#### [Problem to solve]
Give back all of the records underneath exactly, with no omissions.

#### [Referring expression data]
══════

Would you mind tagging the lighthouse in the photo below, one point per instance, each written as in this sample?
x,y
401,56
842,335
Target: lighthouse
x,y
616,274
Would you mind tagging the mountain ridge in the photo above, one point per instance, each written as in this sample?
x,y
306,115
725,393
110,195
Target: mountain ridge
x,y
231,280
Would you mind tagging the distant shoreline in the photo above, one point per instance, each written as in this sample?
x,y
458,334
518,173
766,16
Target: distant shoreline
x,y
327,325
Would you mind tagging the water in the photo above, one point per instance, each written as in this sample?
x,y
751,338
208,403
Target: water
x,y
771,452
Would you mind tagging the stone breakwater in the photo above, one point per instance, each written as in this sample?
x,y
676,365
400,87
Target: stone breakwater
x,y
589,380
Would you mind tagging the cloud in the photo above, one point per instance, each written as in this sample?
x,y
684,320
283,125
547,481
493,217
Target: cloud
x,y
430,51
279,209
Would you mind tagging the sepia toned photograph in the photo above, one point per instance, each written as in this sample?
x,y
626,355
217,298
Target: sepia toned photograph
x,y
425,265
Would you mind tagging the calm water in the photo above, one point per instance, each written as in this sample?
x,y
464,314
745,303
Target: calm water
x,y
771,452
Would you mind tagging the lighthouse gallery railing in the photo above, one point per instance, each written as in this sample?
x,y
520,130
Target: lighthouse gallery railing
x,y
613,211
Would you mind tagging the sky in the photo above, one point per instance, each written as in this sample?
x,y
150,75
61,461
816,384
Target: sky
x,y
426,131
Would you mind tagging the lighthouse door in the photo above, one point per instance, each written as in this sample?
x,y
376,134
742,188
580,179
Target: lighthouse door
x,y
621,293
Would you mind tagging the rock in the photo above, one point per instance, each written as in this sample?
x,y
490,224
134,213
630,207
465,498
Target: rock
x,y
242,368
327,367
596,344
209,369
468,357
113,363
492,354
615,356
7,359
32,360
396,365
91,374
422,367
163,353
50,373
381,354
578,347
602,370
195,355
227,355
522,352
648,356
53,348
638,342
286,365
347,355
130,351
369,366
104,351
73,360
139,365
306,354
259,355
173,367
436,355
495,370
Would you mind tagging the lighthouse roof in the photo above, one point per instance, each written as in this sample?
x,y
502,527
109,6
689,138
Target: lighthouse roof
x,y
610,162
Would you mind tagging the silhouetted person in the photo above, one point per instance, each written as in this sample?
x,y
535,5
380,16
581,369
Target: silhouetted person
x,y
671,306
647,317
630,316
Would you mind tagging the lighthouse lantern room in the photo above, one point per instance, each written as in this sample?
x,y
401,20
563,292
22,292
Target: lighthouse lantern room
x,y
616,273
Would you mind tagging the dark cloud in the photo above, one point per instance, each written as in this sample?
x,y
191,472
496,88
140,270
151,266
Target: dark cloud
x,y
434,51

══════

#### [Exercise result]
Would you mind tagging the lighthouse in the photo below, one point per instance, each written as in this sample?
x,y
401,56
842,335
Target: lighthouse
x,y
616,274
Would you mind tagging the mountain ridge in the photo above, one point per instance, each written as in this sample?
x,y
306,115
725,393
110,195
Target: mountain ridge
x,y
231,280
Would you mind tagging the distant shoreline in the photo above, one point per instance, each written as in this sample?
x,y
458,334
518,173
766,16
Target: distant shoreline
x,y
327,325
Would you mind tagging the water in the photo above, one point per instance, each written as in this sample?
x,y
751,338
208,403
Target: water
x,y
771,452
Would you mind tagging the stone breakwater in the photo above, one point per instance, each written as in this sample?
x,y
676,365
400,87
Target: stone breakwater
x,y
589,380
Would you mind tagging the cloud in the photo above, one point per instance, each written as in this sample?
x,y
684,320
283,125
547,481
493,217
Target: cloud
x,y
430,51
279,209
Would you mind tagging the sepia toned photograph in the photo above, one point per instance, each written as in this sample?
x,y
626,355
217,298
Target: sepia toned photograph
x,y
425,265
Would you mind tagging the calm water in the photo above, one point per instance, each written as in this sample?
x,y
464,314
745,303
Target: calm water
x,y
771,452
Would you mind tagging the lighthouse gallery railing in the photo above, one point per instance, each written as in this sample?
x,y
520,130
Target: lighthouse gallery railing
x,y
613,211
Would you mind tagging the sky in the photo above, one point per instance, each written as in this sample?
x,y
150,75
61,461
816,384
Target: sky
x,y
426,131
Would you mind tagging the lighthouse door in the photo above, one point per instance, each written as in this sample?
x,y
376,134
742,188
580,179
Target: lighthouse door
x,y
621,293
Would you mind tagging the rock in the photo above, one point per instance, each written as in this sample?
x,y
490,224
134,213
630,207
465,498
Target: rock
x,y
242,368
327,367
596,344
209,369
468,357
113,363
492,354
615,356
7,359
32,360
396,365
91,374
422,367
163,353
50,373
381,354
578,347
602,370
195,355
227,355
522,352
648,356
53,348
638,342
286,365
347,355
130,351
369,366
104,351
73,360
139,365
306,354
259,355
173,367
436,355
495,370
Would you mind tagging the lighthouse roof in the photo above, one point per instance, each written as in this sample?
x,y
502,527
109,6
689,138
Target: lighthouse roof
x,y
610,162
Would you mind tagging the silhouetted person in the photo above, one point per instance, each written as in this sample?
x,y
535,5
380,16
581,369
Target: silhouetted person
x,y
671,306
647,317
630,316
Would you mind tagging the lighthouse lantern room in the photo above, one point per instance, each written as in this sample?
x,y
401,20
563,292
22,292
Target: lighthouse lantern room
x,y
616,273
Would you mind tagging the dark cloud in the photo above, one point per instance, each written as in this sample?
x,y
191,472
496,88
140,270
151,266
Target: dark cloud
x,y
434,51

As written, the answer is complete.